* **TASK DESCRIPTION**
Pick out and copy every line of the material below in which the string "curb" appears.

(Records from a data collection)
## BEGIN

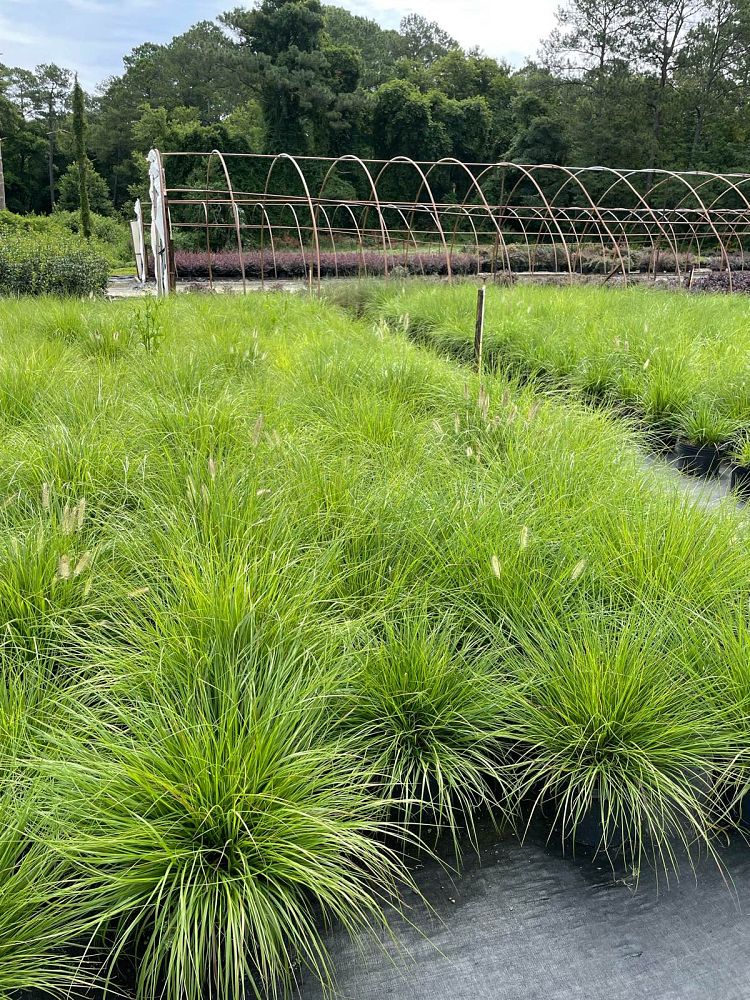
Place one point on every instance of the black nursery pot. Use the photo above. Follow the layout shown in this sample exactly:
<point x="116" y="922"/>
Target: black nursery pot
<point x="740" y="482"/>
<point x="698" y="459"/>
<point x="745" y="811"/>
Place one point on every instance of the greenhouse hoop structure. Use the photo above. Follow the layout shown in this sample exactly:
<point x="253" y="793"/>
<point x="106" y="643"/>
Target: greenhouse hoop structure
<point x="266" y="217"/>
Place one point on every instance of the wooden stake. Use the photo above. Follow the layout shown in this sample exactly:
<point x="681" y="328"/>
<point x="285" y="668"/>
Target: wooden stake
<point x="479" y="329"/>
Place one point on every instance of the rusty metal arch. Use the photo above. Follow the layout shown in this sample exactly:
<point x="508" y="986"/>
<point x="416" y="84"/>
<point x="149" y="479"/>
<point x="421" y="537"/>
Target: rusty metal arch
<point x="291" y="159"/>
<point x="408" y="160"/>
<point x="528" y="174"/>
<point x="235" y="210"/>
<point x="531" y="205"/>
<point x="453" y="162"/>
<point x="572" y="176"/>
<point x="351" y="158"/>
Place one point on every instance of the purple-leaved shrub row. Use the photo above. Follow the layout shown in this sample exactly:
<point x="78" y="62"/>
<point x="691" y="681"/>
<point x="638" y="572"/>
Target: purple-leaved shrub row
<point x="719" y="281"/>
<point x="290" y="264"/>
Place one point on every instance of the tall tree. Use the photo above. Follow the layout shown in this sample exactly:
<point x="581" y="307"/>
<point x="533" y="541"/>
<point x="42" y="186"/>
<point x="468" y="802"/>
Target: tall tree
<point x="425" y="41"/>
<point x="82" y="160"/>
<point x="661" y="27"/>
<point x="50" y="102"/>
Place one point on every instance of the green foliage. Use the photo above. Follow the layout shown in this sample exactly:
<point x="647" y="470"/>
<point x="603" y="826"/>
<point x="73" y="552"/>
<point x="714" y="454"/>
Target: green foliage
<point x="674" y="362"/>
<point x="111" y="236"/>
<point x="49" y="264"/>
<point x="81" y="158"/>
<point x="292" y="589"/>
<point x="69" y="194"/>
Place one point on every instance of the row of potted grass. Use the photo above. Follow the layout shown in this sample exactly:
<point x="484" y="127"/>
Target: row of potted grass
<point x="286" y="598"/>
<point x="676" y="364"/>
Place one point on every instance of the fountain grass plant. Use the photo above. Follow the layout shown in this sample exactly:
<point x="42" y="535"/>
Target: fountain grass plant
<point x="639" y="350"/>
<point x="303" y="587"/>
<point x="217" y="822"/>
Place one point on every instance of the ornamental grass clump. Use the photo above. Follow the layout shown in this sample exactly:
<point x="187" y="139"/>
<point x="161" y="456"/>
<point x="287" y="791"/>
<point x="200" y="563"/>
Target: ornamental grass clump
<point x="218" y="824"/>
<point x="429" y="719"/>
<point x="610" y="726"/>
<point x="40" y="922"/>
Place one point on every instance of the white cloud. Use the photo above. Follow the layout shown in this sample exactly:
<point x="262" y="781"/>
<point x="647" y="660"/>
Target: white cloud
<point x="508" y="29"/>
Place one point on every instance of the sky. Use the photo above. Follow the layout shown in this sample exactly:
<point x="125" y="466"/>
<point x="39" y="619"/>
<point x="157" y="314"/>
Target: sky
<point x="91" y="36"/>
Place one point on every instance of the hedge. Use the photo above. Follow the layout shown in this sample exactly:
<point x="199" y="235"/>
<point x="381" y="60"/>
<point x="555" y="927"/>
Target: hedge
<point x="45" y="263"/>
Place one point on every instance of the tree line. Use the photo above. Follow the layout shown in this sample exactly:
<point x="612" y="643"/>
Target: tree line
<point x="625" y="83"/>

## END
## BEGIN

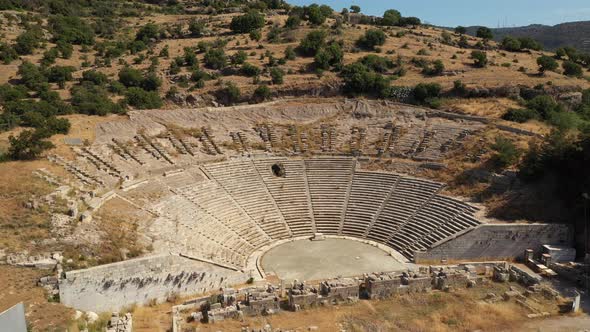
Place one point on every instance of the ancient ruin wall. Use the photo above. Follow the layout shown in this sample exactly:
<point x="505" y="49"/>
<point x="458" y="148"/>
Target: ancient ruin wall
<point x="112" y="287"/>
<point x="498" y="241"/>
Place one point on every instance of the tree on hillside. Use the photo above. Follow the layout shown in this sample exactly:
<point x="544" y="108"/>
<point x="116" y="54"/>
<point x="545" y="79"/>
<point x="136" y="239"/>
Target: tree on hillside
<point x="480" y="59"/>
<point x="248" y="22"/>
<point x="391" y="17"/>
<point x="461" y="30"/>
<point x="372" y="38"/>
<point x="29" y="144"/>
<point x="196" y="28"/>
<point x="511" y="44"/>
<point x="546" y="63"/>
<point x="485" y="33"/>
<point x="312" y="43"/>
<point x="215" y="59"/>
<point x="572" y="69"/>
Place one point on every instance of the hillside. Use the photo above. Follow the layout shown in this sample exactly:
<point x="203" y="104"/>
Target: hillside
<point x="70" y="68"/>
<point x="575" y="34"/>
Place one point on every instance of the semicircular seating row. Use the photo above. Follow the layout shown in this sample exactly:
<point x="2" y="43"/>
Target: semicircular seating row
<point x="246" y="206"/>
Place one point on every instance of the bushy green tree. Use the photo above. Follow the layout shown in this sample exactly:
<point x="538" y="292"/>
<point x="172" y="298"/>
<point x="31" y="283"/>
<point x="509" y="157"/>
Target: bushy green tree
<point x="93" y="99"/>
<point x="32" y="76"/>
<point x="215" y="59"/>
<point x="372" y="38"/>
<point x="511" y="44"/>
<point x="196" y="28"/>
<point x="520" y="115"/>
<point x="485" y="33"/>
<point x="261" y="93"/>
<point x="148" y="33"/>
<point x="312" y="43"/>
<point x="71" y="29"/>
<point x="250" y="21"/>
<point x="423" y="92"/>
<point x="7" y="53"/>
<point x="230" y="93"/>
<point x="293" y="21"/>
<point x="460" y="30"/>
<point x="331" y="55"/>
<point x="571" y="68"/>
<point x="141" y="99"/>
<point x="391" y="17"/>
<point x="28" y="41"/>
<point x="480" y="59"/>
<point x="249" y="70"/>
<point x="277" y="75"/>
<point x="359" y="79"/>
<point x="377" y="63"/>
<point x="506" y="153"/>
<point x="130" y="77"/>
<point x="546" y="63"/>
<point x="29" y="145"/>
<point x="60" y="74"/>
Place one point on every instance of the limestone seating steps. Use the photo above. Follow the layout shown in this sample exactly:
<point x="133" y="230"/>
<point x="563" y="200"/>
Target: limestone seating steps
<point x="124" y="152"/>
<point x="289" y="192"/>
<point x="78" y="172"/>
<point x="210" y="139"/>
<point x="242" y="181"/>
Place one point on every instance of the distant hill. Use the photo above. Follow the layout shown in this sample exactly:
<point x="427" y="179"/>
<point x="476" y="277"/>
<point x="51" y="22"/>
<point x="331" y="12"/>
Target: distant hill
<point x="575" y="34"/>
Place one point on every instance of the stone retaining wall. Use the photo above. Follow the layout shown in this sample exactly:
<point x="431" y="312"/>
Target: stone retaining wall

## END
## BEGIN

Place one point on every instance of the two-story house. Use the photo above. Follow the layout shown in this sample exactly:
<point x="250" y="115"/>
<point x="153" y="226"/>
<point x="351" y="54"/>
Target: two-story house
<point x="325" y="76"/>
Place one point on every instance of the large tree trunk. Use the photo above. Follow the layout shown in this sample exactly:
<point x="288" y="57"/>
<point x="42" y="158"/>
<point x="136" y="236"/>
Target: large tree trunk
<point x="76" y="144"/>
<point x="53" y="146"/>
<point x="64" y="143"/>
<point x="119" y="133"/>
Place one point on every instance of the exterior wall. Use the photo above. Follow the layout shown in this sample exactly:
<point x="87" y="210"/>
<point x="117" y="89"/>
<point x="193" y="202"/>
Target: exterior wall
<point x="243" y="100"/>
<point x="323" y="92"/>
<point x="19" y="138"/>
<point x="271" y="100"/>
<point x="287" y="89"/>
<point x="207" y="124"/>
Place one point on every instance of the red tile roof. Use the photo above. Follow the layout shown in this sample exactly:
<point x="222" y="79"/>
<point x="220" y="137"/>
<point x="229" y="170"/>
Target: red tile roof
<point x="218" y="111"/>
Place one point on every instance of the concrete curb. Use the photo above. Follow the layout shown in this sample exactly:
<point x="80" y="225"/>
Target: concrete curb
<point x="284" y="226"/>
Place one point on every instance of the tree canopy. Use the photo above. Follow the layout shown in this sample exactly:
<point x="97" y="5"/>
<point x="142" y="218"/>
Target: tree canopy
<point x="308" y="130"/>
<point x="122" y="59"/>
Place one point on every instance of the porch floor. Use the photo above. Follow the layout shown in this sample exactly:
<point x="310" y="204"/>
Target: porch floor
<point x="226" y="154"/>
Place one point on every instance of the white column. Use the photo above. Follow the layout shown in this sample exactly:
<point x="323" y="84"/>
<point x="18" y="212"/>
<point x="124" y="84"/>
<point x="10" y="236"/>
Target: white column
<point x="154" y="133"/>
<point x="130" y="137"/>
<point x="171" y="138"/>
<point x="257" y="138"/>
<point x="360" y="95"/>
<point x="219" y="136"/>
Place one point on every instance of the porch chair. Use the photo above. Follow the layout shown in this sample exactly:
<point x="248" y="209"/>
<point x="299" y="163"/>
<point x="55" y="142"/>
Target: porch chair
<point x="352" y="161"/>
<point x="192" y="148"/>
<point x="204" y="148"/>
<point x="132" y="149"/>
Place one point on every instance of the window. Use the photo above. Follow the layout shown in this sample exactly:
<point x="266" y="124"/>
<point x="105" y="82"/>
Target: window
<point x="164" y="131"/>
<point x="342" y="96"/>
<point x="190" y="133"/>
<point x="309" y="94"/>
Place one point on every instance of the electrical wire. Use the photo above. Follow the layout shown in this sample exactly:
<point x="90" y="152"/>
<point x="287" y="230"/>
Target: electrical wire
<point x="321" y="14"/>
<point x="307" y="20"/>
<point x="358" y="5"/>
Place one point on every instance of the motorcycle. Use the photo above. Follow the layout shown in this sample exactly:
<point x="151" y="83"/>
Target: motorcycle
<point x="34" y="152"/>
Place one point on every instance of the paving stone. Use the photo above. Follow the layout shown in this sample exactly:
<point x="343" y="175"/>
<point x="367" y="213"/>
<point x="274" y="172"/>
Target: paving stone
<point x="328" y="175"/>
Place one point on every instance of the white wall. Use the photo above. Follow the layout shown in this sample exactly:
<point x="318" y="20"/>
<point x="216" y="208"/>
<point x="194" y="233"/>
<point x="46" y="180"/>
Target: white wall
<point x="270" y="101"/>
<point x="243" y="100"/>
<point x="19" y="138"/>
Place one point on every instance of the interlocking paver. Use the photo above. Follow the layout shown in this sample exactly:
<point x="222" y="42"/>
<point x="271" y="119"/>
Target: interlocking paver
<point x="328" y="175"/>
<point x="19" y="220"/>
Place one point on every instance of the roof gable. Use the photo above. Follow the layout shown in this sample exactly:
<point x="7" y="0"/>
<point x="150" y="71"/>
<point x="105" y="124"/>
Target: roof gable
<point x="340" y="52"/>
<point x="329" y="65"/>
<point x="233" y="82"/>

## END

* **FINAL RESULT**
Place one point on every instance of the concrete curb. Use the photo above. Follow the layout shown in this sample exactly:
Target: concrete curb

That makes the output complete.